Quellenauszug:
Soweit der Kläger meint, dass ihm das Flurstück 539/5 erneut hätte zugeteilt
werden müssen, kann nach der ständigen Rechtsprechung des
Bundesverwaltungsgerichts im Flurbereinigungsverfahren grundsätzlich
niemand verlangen, mit Grundstücken in bestimmter Lage - auch nicht in der
Lage seiner alten Grundstücke - abgefunden zu werden (vgl. nur BVerwG, Urteil
vom 22. Februar 1995 - BVerwG 11 C 20.94 -, AgrarR 1996, 97 = RdL 1995,
158; Beschluss vom 19. November 1998 - BVerwG 11 B 53.98 -, Buchholz
424.01 § 44 FlurbG Nr. 79 = RdL 1999, 65 = AgrarR 1999, 287 m.w.N.). Ein
solcher Anspruch würde den Flurbereinigungsbehörden die Neuzuteilung unter
Berücksichtigung der in § 44 FlurbG bestimmten Abfindungsgrundsätze
unmöglich machen. Der vorliegende Fall bietet dem Senat keinen Anlass, von
der ständigen Rechtsprechung des Bundesverwaltungsgerichts abzuweichen.

Auszüge beschrifteter Bereichsdaten:

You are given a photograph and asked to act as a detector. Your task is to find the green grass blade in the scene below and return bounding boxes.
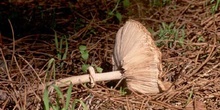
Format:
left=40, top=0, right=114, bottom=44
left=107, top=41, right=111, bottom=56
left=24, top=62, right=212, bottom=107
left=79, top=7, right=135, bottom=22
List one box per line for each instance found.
left=43, top=88, right=50, bottom=110
left=64, top=83, right=73, bottom=110
left=53, top=85, right=64, bottom=102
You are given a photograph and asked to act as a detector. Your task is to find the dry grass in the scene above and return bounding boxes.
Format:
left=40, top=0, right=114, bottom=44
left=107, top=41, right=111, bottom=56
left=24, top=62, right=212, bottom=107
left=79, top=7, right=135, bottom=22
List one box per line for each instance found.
left=0, top=0, right=220, bottom=110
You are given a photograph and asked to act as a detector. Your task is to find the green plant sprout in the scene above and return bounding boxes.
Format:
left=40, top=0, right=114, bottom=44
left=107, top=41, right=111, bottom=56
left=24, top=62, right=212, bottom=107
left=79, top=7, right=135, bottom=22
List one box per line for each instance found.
left=54, top=31, right=68, bottom=68
left=108, top=0, right=130, bottom=22
left=79, top=45, right=103, bottom=73
left=119, top=87, right=127, bottom=96
left=157, top=23, right=185, bottom=48
left=46, top=58, right=56, bottom=80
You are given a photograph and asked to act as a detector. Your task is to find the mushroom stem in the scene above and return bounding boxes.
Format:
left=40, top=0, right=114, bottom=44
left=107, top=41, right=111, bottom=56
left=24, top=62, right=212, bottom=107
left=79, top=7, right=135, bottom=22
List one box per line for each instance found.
left=47, top=67, right=123, bottom=87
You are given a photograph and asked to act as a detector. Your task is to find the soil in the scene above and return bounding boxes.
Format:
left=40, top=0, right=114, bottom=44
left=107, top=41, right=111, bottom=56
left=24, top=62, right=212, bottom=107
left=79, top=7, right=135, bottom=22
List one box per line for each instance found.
left=0, top=0, right=220, bottom=110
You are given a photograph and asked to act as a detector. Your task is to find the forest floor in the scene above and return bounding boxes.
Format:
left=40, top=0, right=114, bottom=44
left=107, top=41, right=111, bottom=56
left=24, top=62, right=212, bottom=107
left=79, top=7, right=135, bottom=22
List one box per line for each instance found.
left=0, top=0, right=220, bottom=110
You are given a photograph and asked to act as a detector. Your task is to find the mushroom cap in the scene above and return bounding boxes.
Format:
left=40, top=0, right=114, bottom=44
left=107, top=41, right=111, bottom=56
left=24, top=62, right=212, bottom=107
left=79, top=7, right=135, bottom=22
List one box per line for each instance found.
left=113, top=20, right=162, bottom=93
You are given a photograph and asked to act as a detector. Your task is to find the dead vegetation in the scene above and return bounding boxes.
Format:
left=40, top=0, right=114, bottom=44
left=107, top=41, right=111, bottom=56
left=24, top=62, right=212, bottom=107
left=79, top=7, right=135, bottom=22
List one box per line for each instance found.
left=0, top=0, right=220, bottom=110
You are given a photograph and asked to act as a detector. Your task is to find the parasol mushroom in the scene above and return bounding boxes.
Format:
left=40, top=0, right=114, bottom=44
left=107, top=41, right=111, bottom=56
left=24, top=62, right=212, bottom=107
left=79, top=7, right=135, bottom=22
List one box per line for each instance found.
left=43, top=20, right=165, bottom=93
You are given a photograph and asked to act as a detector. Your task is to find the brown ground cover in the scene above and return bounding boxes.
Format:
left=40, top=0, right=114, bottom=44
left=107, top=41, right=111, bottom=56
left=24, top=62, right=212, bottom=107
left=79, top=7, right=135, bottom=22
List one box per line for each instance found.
left=0, top=0, right=220, bottom=110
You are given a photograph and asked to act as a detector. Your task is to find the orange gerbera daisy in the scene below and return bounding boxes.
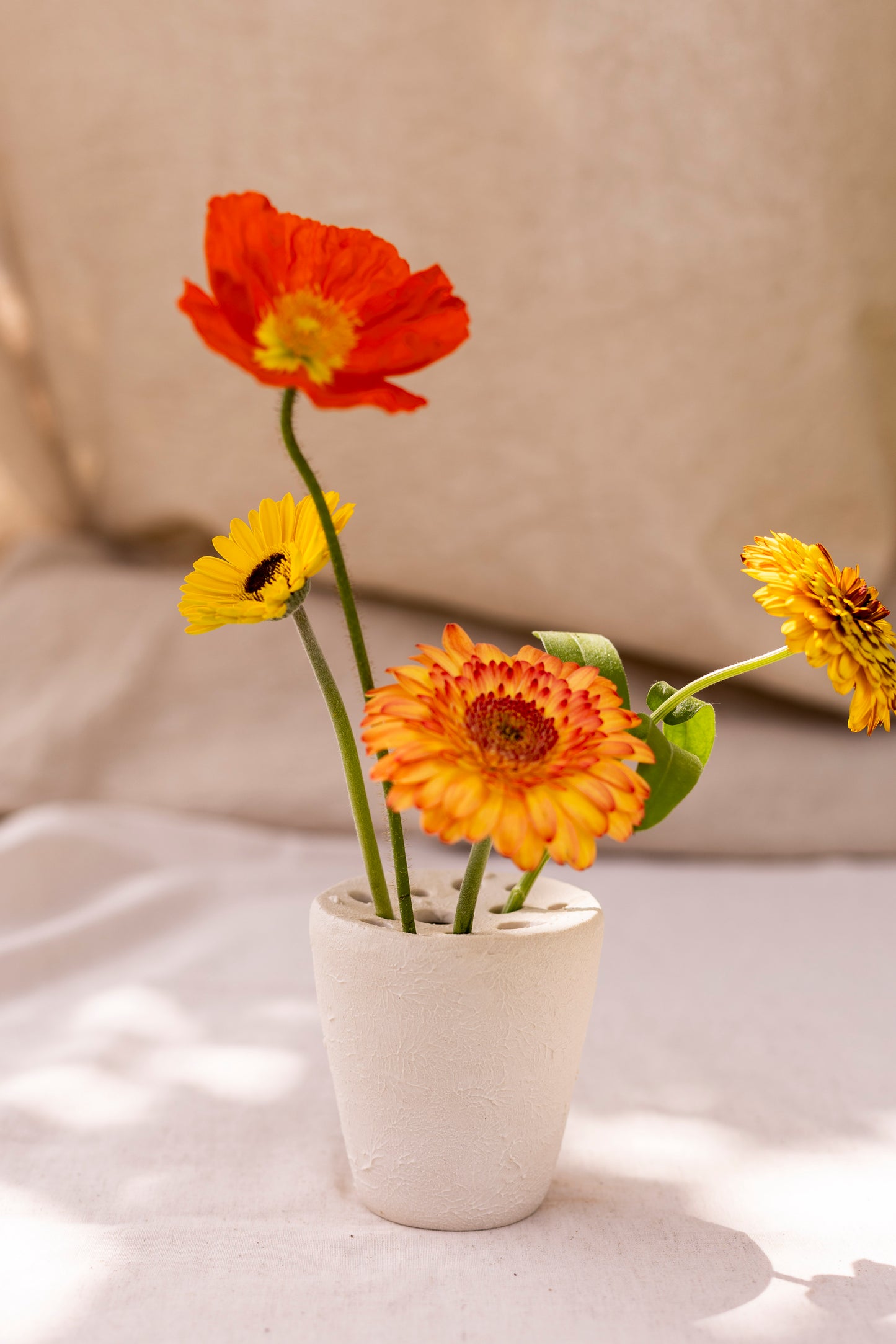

Aufgaben:
A. Übersetze den folgenden Satz aus dem Text zur Flurbereinigung ins Englische: „Der vorliegende Fall bietet dem Senat keinen Anlass, von der ständigen Rechtsprechung des Bundesverwaltungsgerichts abzuweichen."
B. Wandle die Datenzeilen vom Anfang bis einschließlich der Zeile mit „left=64, top=83, right=73, bottom=110" in eine Markdown-Tabelle mit den Spalten „Nr." und „Zeile" um. Bilder bleiben dabei weg.

Ergebnisse je Aufgabe:
A. The present case gives the Senate no reason to depart from the established case law of the Federal Administrative Court.

B.
| Nr. | Zeile |
|---|---|
| 1 | You are given a photograph and asked to act as a detector. Your task is to find the green grass blade in the scene below and return bounding boxes. |
| 2 | Format: |
| 3 | left=40, top=0, right=114, bottom=44 |
| 4 | left=107, top=41, right=111, bottom=56 |
| 5 | left=24, top=62, right=212, bottom=107 |
| 6 | left=79, top=7, right=135, bottom=22 |
| 7 | List one box per line for each instance found. |
| 8 | left=43, top=88, right=50, bottom=110 |
| 9 | left=64, top=83, right=73, bottom=110 |